> **Document excerpt**:
# I'm being good...



## Plukie (Aug 26, 2007)

..."I wouldn't bite you mum, just look at this innocent face!"











Well, I'll just think about it a minute...










Ok, yep.........yes I would bite, but only if you touch me!!


----------



## Kai (Jan 28, 2008)

lol oh dear. What a naughty boy.


----------



## Laura (Jul 30, 2007)

aww look at that angel Plukie  what cheeky little boys we have :lol:


----------



## Sophia (Aug 11, 2007)

LOL!! :lol: Great pics! Naughty Dooby!


----------



## xxxSpikexxx (Jul 30, 2007)

Naughty Dobby, I hate to say it but I think its time for boot camp for Dooby


----------



## Plukie (Aug 26, 2007)

He really is a pain in the butt lately, having said that, he is on one BIG moult so I just have to forgive him.....again!! He's lost loads of feathers, two flight feathers have grown back but I haven't told him. lol. He'll come out and be all loving, he wanted head scratches today for the longest time and then when he'd had enough and just sat nicely on my knee, he flew(ish) at my arm and attacked it. I try so hard to be a little bit angry with him, but it is difficult.


----------



## Aly (Jul 30, 2007)

You can't help but forgive that little adorable ball of fluff...and that face...AWWW..hehe


----------



## Bea (Jul 26, 2007)

:lol: Innocent isn't the word i'd use to describe his face in the first pic.  :rofl:


----------



## **TielHeart** (Jan 3, 2008)

LOL! The first picture was funny! Dooby is a naughty little tiel.

Excerpts from a point labeling dataset
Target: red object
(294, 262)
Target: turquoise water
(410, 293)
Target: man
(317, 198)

> **Aim of the task**: Reproduce the stretch of the cockatiel forum thread from "He really is" through "Aly (Jul 30, 2007)".

> **Solution**:
He really is a pain in the butt lately, having said that, he is on one BIG moult so I just have to forgive him.....again!! He's lost loads of feathers, two flight feathers have grown back but I haven't told him. lol. He'll come out and be all loving, he wanted head scratches today for the longest time and then when he'd had enough and just sat nicely on my knee, he flew(ish) at my arm and attacked it. I try so hard to be a little bit angry with him, but it is difficult.


----------



## Aly (Jul 30, 2007)